**Tasks to complete**
#1 In the FF-10101 abstract, which amino acid is required for covalent FLT3 binding?
#2 Extend the FF-10101 abstract by writing what follows its last sentence.

*** Opening Text section ***

The Irreversible FLT3 Inhibitor FF-10101 Is Active Against a Diversity of FLT3 Inhibitor Resistance Mechanisms.

Small-molecule FLT3 inhibitors have recently improved clinical outcomes for patients with FLT3-mutant acute myeloid leukemia (AML) after many years of development, but resistance remains an important clinical problem. FF-10101 is the first irreversible, covalent inhibitor of FLT3 which has previously shown activity against FLT3 tyrosine kinase inhibitor resistance-causing FLT3 F691L and D835 mutations. We report that FF-10101 is also active against an expanded panel of clinically identified FLT3 mutations associated with resistance to other FLT3 inhibitors. We also demonstrate that FF-10101 can potentially address resistance mechanisms associated with growth factors present in the bone marrow microenvironment but is vulnerable to mutation at C695, the amino acid required for covalent FLT3 binding. These data suggest that FF-10101 possesses a favorable resistance profile that may contribute to improved single-agent efficacy when used in patients with FLT3-mutant AML.

A novel irreversible FLT3 inhibitor, FF-10101, shows excellent efficacy against AML cells with FLT3 mutations.

*** Closing Text section ***
*** Opening Data provided ***

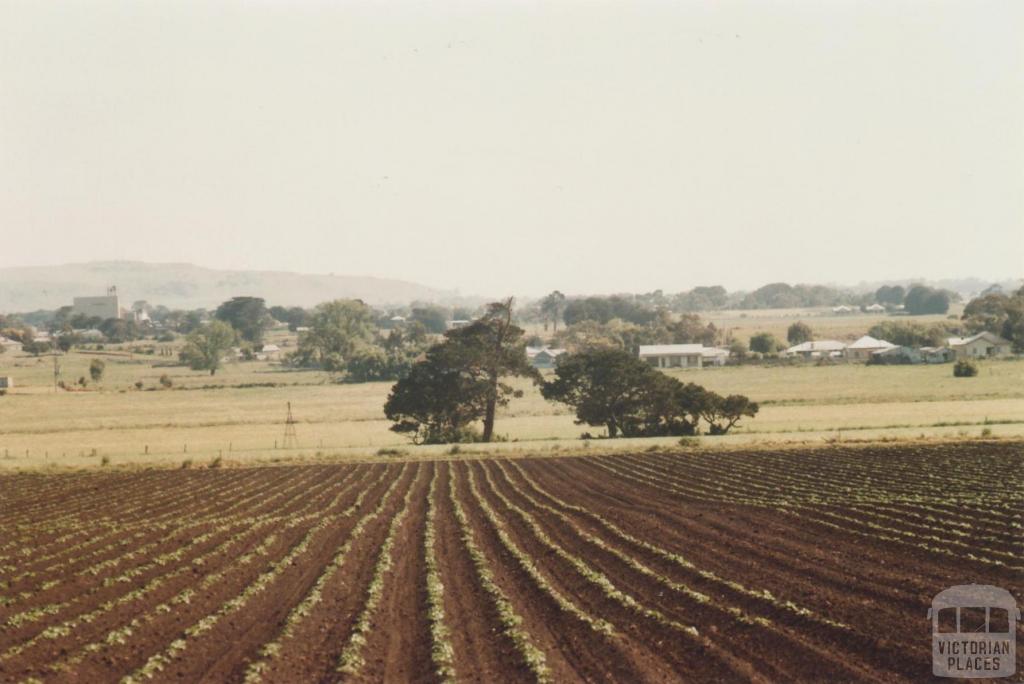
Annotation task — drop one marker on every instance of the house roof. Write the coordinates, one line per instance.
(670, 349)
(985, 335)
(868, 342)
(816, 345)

*** Closing Data provided ***
*** Opening Data provided ***

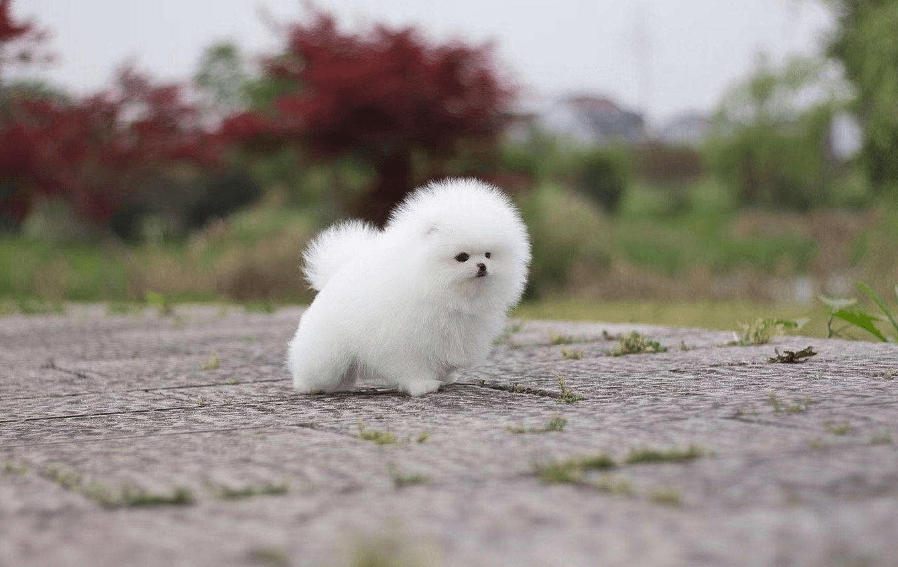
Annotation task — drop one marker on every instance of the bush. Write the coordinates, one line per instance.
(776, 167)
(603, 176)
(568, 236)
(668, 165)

*** Closing Data provided ***

**Answers provided**
#1 C695

#2
An activating mutation of Fms-like tyrosine kinase 3 (FLT3) is the most frequent genetic alteration associated with poor prognosis in acute myeloid leukemia (AML). Although many FLT3 inhibitors have been clinically developed, no first-generation inhibitors have demonstrated clinical efficacy by monotherapy, due to poor pharmacokinetics or unfavorable safety profiles possibly associated with low selectivity against FLT3 kinase. Recently, a selective FLT3 inhibitor, quizartinib, demonstrated favorable outcomes in clinical studies. However, several resistant mutations emerged during the disease progression. To overcome these problems, we developed a novel FLT3 inhibitor, FF-10101, designed to possess selective and irreversible FLT3 inhibition. The co-crystal structure of FLT3 protein bound to FF-10101 revealed the formation of a covalent bond between FF-10101 and the cysteine residue at 695 of FLT3. The unique binding brought high selectivity and inhibitory activity against FLT3 kinase. FF-10101 showed potent growth inhibitory effects on human AML cell lines harboring FLT3 internal tandem duplication (FLT3-ITD), MOLM-13, MOLM-14, and MV4-11, and all tested types of mutant FLT3-expressing 32D cells including quizartinib-resistant mutations at D835, Y842, and F691 residues in the FLT3 kinase domain. In mouse subcutaneous implantation models, orally administered FF-10101 showed significant growth inhibitory effect on FLT3-ITD-D835Y- and FLT3-ITD-F691L-expressing 32D cells. Furthermore, FF-10101 potently inhibited growth of primary AML cells harboring either FLT3-ITD or FLT3-D835 mutation in vitro and in vivo. These results indicate that FF-10101 is a promising agent for the treatment of patients with AML with FLT3 mutations, including the activation loop mutations clinically identified as quizartinib-resistant mutations.